■ Tugas Wajib A
Dalam tulisan tentang Minangkabau di bawah, apa yang disebut sebagai garis pemisah antara orang Melayu yang sintetik dan yang singkretik?

Minangkabau
dan Dunia Melayu (3)
Mochtar
Naim ; Sosiolog
|
HALUAN,
10 Mei 2014
Kenapa bernama “Minangkabau” itu pun ada legendanya, saat Majapahit
mau memperluas daerah kekuasaannya ke Pulau Sumatera. Karena cerdiknya orang
Minang, peperangan dialihkan ke adu kerbau.
Pada waktu yang telah
ditentukan, orang Jawa membawa kerbau jantan besar dan garang. Sementara
orang Minang membawa anak kerbau yang masih kerap menyusu dan
dikandangkan serta beberapa hari tidak disusui. Dua-duanya kemudian dilepas
di medan laga. Kerbau orang Minang langsung menyerbu dan menyeruak mencari
puting susu dari kerbau jawa, karena mengira induknya.
Kerbau jawa yang kuat dan besar
itu akhirnya rebah kena serudukan taji yang dipasang di tanduk yang akan
tumbuh di kepala kerbau minang itu. Semua dari kelompok Minang bersorak kegirangan,
minangkabau. Otak cerdik orang Minang rupanya sampai ke sana, legenda itu.
Intinya, mentang-mentang kecil, tapi mana mau kalah.
Itu semua adalah cerita masa
lalu yang penuh kabut. Kita hanya pandai mengutip, tapi tidak tahu
benar tidaknya. Sisi sosiologi dari orang Minang dalam kerangka dunia Melayu
ini bagi kita yang awam sejarah dan arkeologi ini, mungkin akan lebih
menarik. Dan di jalur ini, kita akan mencoba melihat bagaimana peranan orang
Minang dalam dunia Melayu.
Dengan masuknya Islam ke
Nusantara ini, maka orang Melayu pun terbelah dua dalam sikapnya terhadap
agama-agama. Ada yang sintetik, ada yang singkretik. Garis pemisahnya adalah
laut Jawa. Utara laut Jawa dan selatan laut Jawa. Semua yang ada di utara
laut Jawa beraliran sintetik, termasuk Minangkabau dan semua puak Melayu
sampai ke Semenanjung, Thailand Selatan, Borneo Utara dan Filipina Selatan.

Data yang diambil dari sebuah kumpulan:
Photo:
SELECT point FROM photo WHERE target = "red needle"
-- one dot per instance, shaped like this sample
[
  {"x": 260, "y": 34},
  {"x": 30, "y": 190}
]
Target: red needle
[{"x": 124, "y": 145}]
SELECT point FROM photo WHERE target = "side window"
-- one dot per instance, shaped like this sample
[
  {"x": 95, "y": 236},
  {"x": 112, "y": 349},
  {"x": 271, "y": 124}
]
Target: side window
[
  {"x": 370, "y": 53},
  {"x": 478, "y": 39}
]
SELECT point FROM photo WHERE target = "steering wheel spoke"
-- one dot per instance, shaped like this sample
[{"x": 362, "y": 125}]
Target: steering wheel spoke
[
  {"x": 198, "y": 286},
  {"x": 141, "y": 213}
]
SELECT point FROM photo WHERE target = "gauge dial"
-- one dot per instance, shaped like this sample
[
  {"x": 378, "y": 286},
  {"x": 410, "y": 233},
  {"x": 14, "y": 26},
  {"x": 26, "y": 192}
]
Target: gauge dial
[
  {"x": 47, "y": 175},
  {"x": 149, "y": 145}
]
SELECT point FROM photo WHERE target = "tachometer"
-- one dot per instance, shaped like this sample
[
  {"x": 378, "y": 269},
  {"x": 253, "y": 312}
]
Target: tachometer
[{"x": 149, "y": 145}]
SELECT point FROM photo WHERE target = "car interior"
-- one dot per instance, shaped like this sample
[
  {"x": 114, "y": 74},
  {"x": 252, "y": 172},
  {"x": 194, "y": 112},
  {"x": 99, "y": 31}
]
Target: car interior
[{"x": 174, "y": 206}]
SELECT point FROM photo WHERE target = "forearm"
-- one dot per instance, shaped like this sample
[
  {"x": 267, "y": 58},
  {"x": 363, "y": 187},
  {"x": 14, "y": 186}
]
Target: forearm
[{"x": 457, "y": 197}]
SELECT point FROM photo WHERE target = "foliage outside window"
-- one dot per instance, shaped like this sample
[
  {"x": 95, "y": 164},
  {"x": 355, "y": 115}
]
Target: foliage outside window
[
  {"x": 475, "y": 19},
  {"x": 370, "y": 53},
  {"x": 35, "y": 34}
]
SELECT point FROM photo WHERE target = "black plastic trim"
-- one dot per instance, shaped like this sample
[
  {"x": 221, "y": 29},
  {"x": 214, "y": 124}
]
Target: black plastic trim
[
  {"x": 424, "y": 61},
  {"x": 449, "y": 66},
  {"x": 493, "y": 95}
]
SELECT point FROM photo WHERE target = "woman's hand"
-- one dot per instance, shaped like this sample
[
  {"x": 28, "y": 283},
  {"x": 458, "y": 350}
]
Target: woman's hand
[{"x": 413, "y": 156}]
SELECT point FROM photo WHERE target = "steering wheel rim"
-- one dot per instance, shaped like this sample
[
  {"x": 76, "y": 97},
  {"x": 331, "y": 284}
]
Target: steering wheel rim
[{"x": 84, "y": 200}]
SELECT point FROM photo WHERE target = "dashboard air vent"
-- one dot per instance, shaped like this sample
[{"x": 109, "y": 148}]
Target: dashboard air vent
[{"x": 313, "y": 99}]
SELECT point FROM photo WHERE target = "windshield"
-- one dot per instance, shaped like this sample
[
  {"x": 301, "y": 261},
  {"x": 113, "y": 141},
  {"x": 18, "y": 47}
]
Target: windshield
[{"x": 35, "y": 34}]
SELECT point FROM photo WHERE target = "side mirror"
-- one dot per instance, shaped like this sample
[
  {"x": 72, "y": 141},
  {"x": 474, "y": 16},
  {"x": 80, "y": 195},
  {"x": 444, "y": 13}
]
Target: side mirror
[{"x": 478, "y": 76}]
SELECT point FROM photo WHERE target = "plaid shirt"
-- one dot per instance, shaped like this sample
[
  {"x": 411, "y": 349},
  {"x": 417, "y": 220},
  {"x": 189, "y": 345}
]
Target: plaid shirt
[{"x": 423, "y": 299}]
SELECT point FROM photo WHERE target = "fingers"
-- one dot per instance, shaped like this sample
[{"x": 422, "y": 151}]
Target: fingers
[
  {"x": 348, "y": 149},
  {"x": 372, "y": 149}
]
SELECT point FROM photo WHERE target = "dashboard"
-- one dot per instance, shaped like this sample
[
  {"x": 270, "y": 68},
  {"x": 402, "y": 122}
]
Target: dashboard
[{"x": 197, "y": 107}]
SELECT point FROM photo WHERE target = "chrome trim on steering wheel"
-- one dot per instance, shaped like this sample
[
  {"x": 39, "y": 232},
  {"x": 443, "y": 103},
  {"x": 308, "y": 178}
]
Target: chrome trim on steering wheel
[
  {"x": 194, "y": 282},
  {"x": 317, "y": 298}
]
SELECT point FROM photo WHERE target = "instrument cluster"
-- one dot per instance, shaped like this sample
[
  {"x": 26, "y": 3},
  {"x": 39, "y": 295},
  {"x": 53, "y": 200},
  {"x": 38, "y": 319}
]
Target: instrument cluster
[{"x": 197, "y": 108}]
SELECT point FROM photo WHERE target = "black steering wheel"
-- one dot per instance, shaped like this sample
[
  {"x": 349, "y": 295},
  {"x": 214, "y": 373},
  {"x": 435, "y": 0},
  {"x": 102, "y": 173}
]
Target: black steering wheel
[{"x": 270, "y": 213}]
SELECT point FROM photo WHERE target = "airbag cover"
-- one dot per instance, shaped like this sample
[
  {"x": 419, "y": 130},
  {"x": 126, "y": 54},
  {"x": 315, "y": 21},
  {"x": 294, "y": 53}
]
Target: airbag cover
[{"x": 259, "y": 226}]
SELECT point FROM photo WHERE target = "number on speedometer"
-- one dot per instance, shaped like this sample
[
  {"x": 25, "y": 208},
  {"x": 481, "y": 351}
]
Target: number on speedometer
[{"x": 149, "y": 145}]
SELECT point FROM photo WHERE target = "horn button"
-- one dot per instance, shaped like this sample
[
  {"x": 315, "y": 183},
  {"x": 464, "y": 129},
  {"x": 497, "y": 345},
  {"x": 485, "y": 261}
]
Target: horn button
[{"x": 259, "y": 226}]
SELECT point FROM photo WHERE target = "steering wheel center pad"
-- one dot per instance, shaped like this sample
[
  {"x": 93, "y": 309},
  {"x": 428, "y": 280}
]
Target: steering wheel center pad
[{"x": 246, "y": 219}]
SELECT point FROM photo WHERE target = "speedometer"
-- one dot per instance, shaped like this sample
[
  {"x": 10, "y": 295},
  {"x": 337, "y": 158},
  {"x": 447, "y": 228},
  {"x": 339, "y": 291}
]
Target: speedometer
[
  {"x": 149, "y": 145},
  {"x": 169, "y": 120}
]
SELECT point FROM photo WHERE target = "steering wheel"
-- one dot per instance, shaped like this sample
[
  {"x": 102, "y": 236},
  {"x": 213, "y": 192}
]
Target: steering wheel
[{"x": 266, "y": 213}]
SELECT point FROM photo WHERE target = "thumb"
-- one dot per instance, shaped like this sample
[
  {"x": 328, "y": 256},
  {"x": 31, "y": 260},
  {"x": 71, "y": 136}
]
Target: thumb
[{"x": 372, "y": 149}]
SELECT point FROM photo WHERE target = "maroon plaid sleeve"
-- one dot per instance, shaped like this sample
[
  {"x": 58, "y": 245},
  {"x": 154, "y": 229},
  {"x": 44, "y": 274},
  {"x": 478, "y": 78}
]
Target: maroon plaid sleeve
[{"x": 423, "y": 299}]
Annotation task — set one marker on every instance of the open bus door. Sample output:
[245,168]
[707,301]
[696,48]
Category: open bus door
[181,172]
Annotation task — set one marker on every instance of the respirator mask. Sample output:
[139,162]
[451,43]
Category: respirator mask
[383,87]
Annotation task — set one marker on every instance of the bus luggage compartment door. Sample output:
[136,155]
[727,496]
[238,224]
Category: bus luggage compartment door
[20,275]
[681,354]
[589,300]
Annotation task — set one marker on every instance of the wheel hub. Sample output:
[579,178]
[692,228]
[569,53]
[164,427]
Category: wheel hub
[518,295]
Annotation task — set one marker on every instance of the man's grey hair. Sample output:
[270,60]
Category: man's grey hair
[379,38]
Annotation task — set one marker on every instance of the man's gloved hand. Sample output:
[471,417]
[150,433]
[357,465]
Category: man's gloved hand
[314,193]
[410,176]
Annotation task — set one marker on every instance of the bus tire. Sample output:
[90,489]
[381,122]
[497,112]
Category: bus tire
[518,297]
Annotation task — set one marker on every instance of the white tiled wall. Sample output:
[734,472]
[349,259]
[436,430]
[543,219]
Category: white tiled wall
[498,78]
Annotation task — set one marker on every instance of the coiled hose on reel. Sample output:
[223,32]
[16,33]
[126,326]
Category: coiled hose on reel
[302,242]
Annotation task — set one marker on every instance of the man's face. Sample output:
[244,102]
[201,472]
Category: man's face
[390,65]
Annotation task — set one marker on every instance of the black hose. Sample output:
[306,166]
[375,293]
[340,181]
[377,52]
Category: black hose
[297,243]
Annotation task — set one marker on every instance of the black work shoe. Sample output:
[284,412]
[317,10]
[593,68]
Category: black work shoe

■ Tugas Wajib B
Laporkan semua baris dari entri di atas yang memuat kata "instrument".

■ Jawaban Tertulis A
Laut Jawa.

■ Jawaban Tertulis B
SELECT point FROM photo WHERE target = "instrument cluster"
Target: instrument cluster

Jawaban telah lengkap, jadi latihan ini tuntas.